+++ ROWS +++

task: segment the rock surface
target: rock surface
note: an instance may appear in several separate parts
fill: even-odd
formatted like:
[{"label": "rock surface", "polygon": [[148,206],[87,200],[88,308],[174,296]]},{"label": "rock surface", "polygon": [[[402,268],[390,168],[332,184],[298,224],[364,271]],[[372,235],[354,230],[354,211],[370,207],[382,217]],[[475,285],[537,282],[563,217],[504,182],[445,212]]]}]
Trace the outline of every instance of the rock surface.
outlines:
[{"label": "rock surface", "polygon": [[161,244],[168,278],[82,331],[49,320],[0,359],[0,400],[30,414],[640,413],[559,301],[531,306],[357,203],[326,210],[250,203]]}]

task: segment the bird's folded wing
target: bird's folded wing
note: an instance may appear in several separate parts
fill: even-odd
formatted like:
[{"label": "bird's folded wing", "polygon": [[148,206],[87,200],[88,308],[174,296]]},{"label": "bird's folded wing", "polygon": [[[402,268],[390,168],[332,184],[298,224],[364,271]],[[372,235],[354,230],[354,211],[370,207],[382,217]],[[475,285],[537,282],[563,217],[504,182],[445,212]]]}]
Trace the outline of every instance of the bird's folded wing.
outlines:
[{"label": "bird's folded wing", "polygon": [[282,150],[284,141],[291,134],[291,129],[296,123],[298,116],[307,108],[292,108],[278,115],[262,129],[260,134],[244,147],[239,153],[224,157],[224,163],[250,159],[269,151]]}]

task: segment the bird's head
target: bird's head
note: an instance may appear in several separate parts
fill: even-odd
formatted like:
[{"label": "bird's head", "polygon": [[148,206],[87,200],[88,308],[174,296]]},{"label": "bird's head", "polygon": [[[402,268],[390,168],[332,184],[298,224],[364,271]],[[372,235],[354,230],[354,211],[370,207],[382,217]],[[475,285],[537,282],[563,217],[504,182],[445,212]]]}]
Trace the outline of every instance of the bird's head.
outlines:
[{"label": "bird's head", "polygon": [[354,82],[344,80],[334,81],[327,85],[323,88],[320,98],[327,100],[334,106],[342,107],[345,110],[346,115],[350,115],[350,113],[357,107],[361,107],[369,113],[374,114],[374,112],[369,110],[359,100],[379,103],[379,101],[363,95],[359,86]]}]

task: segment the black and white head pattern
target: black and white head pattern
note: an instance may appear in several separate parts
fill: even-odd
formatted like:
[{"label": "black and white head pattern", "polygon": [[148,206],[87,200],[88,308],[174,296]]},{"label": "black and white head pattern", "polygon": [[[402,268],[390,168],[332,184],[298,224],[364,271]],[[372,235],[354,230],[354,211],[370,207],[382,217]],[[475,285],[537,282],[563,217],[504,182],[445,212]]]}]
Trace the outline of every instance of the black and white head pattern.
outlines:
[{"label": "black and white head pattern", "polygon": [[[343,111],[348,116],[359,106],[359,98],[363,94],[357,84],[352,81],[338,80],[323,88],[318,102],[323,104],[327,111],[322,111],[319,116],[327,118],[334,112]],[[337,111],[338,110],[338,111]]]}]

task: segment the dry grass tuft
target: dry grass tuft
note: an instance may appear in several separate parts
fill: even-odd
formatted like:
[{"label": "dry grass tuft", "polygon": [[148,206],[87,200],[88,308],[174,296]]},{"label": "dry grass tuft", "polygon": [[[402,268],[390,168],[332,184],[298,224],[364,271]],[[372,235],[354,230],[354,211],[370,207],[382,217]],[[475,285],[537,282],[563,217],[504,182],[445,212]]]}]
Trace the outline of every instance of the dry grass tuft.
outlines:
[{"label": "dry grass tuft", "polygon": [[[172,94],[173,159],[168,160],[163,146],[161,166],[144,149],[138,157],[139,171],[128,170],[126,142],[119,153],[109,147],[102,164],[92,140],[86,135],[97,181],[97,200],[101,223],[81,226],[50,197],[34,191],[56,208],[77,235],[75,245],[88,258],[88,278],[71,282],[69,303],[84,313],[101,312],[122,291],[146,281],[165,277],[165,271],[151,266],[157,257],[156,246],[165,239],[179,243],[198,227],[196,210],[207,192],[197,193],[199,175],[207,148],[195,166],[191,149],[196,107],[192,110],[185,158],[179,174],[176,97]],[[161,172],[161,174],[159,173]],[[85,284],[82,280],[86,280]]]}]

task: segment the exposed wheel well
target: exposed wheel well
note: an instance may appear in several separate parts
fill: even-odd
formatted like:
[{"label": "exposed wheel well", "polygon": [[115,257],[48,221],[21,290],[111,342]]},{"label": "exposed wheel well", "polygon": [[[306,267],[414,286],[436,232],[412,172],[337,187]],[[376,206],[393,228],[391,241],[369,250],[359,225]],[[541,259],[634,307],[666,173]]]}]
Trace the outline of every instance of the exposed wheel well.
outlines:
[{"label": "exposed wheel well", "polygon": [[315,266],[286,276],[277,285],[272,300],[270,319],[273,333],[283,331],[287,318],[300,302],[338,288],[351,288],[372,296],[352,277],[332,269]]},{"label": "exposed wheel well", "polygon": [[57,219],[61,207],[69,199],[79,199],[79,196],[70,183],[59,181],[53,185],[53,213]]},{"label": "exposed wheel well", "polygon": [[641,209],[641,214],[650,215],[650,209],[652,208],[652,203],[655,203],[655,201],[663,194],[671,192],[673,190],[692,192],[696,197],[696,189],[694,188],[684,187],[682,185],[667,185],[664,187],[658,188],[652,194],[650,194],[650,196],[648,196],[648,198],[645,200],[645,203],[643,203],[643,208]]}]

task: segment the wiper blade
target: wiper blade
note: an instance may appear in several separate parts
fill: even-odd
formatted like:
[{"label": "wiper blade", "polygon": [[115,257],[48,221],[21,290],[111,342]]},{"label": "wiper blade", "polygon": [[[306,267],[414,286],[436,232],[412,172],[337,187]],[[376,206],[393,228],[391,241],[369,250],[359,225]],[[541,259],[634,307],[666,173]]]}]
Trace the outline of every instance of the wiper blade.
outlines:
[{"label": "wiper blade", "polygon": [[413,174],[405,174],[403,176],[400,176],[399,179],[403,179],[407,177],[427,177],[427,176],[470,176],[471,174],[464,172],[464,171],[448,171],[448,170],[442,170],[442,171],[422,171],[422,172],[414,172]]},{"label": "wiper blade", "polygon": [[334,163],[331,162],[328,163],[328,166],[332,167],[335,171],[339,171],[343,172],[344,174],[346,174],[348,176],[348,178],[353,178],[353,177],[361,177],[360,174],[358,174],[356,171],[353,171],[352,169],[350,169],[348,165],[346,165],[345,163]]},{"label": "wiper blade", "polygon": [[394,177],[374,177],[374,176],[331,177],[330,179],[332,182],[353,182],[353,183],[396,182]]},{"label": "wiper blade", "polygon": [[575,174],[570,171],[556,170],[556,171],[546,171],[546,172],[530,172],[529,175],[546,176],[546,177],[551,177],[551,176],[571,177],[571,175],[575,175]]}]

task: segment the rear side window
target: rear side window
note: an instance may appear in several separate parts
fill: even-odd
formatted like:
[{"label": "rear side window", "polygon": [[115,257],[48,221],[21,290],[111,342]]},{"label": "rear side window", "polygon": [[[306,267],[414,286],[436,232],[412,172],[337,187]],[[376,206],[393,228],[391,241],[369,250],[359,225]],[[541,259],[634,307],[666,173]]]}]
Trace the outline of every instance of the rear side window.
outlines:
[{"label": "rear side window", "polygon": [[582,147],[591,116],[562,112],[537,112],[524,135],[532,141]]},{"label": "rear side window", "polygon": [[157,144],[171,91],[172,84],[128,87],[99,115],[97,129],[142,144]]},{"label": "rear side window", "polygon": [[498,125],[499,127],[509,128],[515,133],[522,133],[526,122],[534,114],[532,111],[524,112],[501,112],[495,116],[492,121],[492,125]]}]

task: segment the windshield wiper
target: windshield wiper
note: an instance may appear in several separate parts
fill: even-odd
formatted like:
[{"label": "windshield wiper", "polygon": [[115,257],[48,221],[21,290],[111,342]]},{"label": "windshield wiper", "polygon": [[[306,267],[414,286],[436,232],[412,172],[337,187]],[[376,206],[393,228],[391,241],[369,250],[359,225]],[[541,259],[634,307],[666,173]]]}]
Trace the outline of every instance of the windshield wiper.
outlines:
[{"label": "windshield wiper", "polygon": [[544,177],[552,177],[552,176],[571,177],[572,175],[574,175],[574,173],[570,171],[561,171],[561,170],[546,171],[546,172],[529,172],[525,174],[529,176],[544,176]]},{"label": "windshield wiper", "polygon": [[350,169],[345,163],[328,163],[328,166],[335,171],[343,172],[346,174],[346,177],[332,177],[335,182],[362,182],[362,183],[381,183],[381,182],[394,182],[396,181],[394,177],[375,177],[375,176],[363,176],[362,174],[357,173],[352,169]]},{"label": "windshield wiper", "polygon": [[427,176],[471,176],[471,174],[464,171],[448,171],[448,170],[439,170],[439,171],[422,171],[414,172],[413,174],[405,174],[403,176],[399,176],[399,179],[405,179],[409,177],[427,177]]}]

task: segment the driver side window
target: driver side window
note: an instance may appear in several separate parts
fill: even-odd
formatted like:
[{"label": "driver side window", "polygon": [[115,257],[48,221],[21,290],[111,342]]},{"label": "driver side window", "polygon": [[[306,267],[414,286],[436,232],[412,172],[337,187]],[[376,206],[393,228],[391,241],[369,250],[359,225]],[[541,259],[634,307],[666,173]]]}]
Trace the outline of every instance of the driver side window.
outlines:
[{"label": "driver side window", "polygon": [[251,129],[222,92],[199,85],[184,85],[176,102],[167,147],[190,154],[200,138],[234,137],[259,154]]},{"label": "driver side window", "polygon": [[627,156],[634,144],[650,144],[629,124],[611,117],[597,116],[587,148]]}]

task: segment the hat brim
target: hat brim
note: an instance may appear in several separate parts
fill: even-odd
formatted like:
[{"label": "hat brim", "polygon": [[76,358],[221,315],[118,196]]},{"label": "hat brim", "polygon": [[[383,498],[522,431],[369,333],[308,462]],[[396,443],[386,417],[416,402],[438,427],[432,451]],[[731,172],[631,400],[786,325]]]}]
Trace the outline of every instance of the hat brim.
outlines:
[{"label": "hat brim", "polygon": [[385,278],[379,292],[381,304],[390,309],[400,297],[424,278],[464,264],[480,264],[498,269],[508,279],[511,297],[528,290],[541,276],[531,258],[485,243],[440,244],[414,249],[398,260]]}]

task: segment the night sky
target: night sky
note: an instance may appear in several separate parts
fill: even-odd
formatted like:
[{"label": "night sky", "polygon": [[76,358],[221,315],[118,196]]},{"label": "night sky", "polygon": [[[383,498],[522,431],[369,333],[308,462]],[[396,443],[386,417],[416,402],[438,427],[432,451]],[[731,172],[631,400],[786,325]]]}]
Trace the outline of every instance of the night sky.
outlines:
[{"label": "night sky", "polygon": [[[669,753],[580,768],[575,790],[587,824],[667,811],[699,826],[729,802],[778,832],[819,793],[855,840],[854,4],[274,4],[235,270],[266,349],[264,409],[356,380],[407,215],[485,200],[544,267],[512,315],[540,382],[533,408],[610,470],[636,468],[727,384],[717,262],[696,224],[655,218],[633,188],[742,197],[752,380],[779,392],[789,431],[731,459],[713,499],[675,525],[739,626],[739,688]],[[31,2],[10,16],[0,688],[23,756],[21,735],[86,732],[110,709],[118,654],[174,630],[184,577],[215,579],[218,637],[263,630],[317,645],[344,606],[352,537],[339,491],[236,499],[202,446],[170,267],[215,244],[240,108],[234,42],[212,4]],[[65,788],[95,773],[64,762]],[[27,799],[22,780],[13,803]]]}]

+++

**EXERCISE DESCRIPTION**
Return each line of the records that contains the word "every", copying those lines in full.

**RESULT**
Trace the outline of every instance of the rock surface.
Trace the outline of every instance of the bird's folded wing.
Trace the outline of every instance of the bird's head.
Trace the outline of every instance of the black and white head pattern.
Trace the outline of every instance of the dry grass tuft.
Trace the outline of every instance of the exposed wheel well.
Trace the outline of every instance of the wiper blade.
Trace the outline of every instance of the rear side window.
Trace the outline of every instance of the windshield wiper.
Trace the outline of every instance of the driver side window.
Trace the outline of every instance of the hat brim.
Trace the outline of every instance of the night sky.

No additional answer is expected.